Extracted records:
============================================================
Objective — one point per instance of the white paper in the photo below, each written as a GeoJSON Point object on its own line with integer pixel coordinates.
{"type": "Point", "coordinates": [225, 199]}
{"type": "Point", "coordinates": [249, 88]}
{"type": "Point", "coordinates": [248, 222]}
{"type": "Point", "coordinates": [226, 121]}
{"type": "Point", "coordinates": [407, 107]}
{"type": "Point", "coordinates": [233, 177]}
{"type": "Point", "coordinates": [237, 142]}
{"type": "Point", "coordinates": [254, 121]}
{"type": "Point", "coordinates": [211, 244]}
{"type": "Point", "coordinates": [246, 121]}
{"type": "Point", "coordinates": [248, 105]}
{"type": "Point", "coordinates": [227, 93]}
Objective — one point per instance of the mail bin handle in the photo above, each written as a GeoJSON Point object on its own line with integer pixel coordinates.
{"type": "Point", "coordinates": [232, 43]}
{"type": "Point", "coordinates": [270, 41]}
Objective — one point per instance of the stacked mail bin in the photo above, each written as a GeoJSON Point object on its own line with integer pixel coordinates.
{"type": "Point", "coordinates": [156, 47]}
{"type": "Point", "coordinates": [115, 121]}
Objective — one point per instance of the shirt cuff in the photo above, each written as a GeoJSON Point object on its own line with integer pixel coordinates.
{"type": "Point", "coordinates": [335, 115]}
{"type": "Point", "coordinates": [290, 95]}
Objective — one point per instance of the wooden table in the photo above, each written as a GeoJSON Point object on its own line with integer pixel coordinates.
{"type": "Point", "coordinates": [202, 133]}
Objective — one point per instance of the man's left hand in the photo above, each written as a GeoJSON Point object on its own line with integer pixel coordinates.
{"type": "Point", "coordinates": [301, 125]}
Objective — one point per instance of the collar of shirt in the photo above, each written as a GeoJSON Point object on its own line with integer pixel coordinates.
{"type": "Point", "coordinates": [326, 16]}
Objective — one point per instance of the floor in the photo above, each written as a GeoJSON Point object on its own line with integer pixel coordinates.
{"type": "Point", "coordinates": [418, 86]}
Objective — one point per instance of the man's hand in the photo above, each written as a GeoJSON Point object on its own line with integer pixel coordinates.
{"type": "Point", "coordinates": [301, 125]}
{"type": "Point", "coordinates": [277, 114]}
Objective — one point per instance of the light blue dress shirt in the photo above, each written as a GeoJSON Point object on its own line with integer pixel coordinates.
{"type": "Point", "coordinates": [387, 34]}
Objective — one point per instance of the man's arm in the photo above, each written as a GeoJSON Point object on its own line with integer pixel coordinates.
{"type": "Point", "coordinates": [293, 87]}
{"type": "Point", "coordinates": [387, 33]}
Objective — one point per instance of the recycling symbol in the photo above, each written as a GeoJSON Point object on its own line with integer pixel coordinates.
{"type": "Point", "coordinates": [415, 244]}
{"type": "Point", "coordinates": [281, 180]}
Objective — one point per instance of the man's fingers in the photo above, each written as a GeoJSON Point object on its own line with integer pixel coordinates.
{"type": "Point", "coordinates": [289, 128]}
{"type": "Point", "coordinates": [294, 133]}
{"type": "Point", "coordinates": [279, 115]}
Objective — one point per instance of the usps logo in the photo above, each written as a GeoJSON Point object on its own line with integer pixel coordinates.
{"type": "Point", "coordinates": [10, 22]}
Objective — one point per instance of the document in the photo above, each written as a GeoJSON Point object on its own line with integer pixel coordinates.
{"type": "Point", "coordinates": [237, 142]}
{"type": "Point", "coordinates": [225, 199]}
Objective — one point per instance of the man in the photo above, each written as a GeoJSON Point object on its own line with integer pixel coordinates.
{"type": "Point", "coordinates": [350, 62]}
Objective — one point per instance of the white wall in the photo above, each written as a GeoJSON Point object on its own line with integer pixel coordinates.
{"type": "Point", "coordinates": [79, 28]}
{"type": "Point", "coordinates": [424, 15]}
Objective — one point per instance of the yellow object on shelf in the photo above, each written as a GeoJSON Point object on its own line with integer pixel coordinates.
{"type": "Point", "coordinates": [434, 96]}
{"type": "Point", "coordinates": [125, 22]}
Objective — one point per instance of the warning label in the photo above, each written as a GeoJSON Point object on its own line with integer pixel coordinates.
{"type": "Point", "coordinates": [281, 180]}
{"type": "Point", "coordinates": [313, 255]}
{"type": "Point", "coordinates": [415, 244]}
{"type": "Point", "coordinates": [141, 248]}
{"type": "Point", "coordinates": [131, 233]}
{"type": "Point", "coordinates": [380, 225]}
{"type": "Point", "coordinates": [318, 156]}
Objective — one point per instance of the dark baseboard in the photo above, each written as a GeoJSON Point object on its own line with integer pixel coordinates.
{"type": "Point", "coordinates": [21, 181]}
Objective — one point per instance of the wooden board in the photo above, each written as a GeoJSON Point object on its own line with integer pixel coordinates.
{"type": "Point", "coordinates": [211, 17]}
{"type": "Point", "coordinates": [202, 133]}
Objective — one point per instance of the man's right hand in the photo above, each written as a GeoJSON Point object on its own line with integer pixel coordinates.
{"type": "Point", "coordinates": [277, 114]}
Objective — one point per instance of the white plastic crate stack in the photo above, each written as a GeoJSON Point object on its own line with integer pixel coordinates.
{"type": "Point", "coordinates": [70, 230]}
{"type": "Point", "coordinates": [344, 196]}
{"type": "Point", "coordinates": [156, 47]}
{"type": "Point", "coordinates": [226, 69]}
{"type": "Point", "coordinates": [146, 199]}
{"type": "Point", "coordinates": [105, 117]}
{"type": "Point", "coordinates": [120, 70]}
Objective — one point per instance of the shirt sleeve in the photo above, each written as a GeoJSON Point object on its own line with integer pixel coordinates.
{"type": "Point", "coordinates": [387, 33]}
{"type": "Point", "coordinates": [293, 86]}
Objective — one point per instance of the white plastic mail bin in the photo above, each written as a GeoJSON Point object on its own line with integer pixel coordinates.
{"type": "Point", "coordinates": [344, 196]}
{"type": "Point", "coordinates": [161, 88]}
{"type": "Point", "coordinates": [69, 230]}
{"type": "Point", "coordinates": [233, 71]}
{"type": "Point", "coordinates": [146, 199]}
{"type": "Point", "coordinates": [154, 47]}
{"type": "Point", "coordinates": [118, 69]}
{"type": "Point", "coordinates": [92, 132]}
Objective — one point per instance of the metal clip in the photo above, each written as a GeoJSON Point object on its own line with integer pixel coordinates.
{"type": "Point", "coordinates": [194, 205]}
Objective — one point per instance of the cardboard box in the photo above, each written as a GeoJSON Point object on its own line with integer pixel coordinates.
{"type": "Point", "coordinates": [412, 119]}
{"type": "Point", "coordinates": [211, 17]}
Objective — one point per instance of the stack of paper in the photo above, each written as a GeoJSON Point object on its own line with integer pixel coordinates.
============================================================
What you will do:
Write out the entries above word for word.

Reply to the task:
Objective — one point per instance of the white paper in the photo below, each written as a GeoJSON Point object on its own line with integer pixel coordinates.
{"type": "Point", "coordinates": [225, 199]}
{"type": "Point", "coordinates": [249, 88]}
{"type": "Point", "coordinates": [248, 222]}
{"type": "Point", "coordinates": [226, 121]}
{"type": "Point", "coordinates": [407, 107]}
{"type": "Point", "coordinates": [233, 177]}
{"type": "Point", "coordinates": [237, 142]}
{"type": "Point", "coordinates": [254, 121]}
{"type": "Point", "coordinates": [211, 244]}
{"type": "Point", "coordinates": [246, 121]}
{"type": "Point", "coordinates": [248, 105]}
{"type": "Point", "coordinates": [227, 93]}
Objective — one point per instance of the mail bin handle in the photo above, each written as a GeoJSON Point object on its own line with integer pixel coordinates.
{"type": "Point", "coordinates": [232, 43]}
{"type": "Point", "coordinates": [270, 41]}
Objective — one point per instance of the stacked mail bin in the photo above, each written as a GeoJSON Point object on its own line with integer pixel coordinates.
{"type": "Point", "coordinates": [156, 47]}
{"type": "Point", "coordinates": [115, 121]}
Objective — one point per instance of the shirt cuff in the photo above, each written as a GeoJSON Point object on its own line with integer pixel coordinates.
{"type": "Point", "coordinates": [335, 115]}
{"type": "Point", "coordinates": [290, 95]}
Objective — one point per instance of the wooden table in the photo above, each written as a GeoJSON Point object on its own line with integer pixel coordinates.
{"type": "Point", "coordinates": [202, 133]}
Objective — one point per instance of the man's left hand in the photo above, each written as a GeoJSON Point object on its own line with integer pixel coordinates.
{"type": "Point", "coordinates": [301, 125]}
Objective — one point per instance of the collar of shirt in the photo above, each written as a GeoJSON Point object on its own line with integer pixel coordinates.
{"type": "Point", "coordinates": [326, 16]}
Objective — one point per instance of the floor in the photo above, each written as a GeoJSON Point object on its own line with integer pixel coordinates.
{"type": "Point", "coordinates": [418, 86]}
Objective — one point per instance of the man's hand in the photo above, each written as a GeoJSON Point object on its own line with integer pixel coordinates.
{"type": "Point", "coordinates": [301, 125]}
{"type": "Point", "coordinates": [277, 114]}
Objective — one point per instance of the light blue dress shirt in the photo above, each written as a GeoJSON Point object on its own line with integer pixel coordinates.
{"type": "Point", "coordinates": [387, 34]}
Objective — one point per instance of the man's arm in the photo above, each written as a GeoJSON Point object on its own line with integer pixel coordinates.
{"type": "Point", "coordinates": [293, 87]}
{"type": "Point", "coordinates": [387, 33]}
Objective — one point per instance of the recycling symbol in the photo above, each written as a GeoJSON Point object on its own line with integer pixel coordinates.
{"type": "Point", "coordinates": [415, 244]}
{"type": "Point", "coordinates": [281, 180]}
Objective — one point per instance of the man's fingers in the photo above, each written as a GeoJSON Point object on its own line with integer pixel coordinates.
{"type": "Point", "coordinates": [289, 128]}
{"type": "Point", "coordinates": [294, 133]}
{"type": "Point", "coordinates": [279, 115]}
Objective — one point per instance of the usps logo in the photo above, each written as a GeoJSON Point object on its own line with integer pixel coordinates.
{"type": "Point", "coordinates": [10, 22]}
Objective — one point per instance of the document in the photo above, each written as a GeoJSON Point object on its own line with integer pixel coordinates.
{"type": "Point", "coordinates": [237, 142]}
{"type": "Point", "coordinates": [225, 199]}
Objective — one point per instance of the man in the photo above, each written as a GeoJSON Point object on its own line with integer pixel coordinates.
{"type": "Point", "coordinates": [350, 62]}
Objective — one point per instance of the white wall in the photo above, each written as a GeoJSON Point object on its own line with integer pixel coordinates.
{"type": "Point", "coordinates": [79, 28]}
{"type": "Point", "coordinates": [424, 15]}
Objective — one point per instance of the yellow object on shelf in the photo above, each written as a GeoJSON Point object on its own line with integer pixel coordinates.
{"type": "Point", "coordinates": [434, 96]}
{"type": "Point", "coordinates": [125, 22]}
Objective — one point per instance of the warning label in the photo above, each written as a GeoJSON Point object on its own line with integer pixel coordinates.
{"type": "Point", "coordinates": [281, 180]}
{"type": "Point", "coordinates": [313, 255]}
{"type": "Point", "coordinates": [415, 244]}
{"type": "Point", "coordinates": [141, 248]}
{"type": "Point", "coordinates": [131, 233]}
{"type": "Point", "coordinates": [380, 225]}
{"type": "Point", "coordinates": [318, 156]}
Objective — one point per instance of the dark baseboard in the photo above, each written as a GeoJSON Point object on its own line with integer pixel coordinates.
{"type": "Point", "coordinates": [21, 181]}
Objective — one point per instance of the wooden board in the photo above, each written as a GeoJSON Point object on its own line with integer pixel coordinates.
{"type": "Point", "coordinates": [211, 17]}
{"type": "Point", "coordinates": [202, 133]}
Objective — one point per instance of the man's right hand in the photo above, each written as a GeoJSON Point object on its own line with integer pixel coordinates.
{"type": "Point", "coordinates": [277, 114]}
Objective — one point per instance of the white plastic crate stack in the photo above, each written as a GeoJSON Point object on its own line with integer pixel coordinates.
{"type": "Point", "coordinates": [70, 230]}
{"type": "Point", "coordinates": [344, 196]}
{"type": "Point", "coordinates": [156, 47]}
{"type": "Point", "coordinates": [226, 69]}
{"type": "Point", "coordinates": [146, 199]}
{"type": "Point", "coordinates": [105, 117]}
{"type": "Point", "coordinates": [120, 70]}
Objective — one point per instance of the shirt sleeve in the photo above, each written as a GeoJSON Point object on its own line with integer pixel coordinates.
{"type": "Point", "coordinates": [387, 33]}
{"type": "Point", "coordinates": [293, 86]}
Objective — one point per instance of the white plastic mail bin in the photo above, each written as a GeoJSON Point object on its own line with integer pixel coordinates.
{"type": "Point", "coordinates": [344, 196]}
{"type": "Point", "coordinates": [161, 88]}
{"type": "Point", "coordinates": [69, 230]}
{"type": "Point", "coordinates": [233, 71]}
{"type": "Point", "coordinates": [146, 199]}
{"type": "Point", "coordinates": [154, 47]}
{"type": "Point", "coordinates": [118, 69]}
{"type": "Point", "coordinates": [92, 132]}
Objective — one point per instance of the metal clip in the photo above, each written as a GeoJSON Point object on its own line with integer pixel coordinates.
{"type": "Point", "coordinates": [194, 205]}
Objective — one point per instance of the cardboard box in the photo above, each written as a GeoJSON Point object on its own line with integer pixel coordinates.
{"type": "Point", "coordinates": [412, 119]}
{"type": "Point", "coordinates": [211, 17]}
Objective — one point per instance of the stack of paper in the photo above, each written as a GeoJSON Point object on its own line with integer pixel coordinates.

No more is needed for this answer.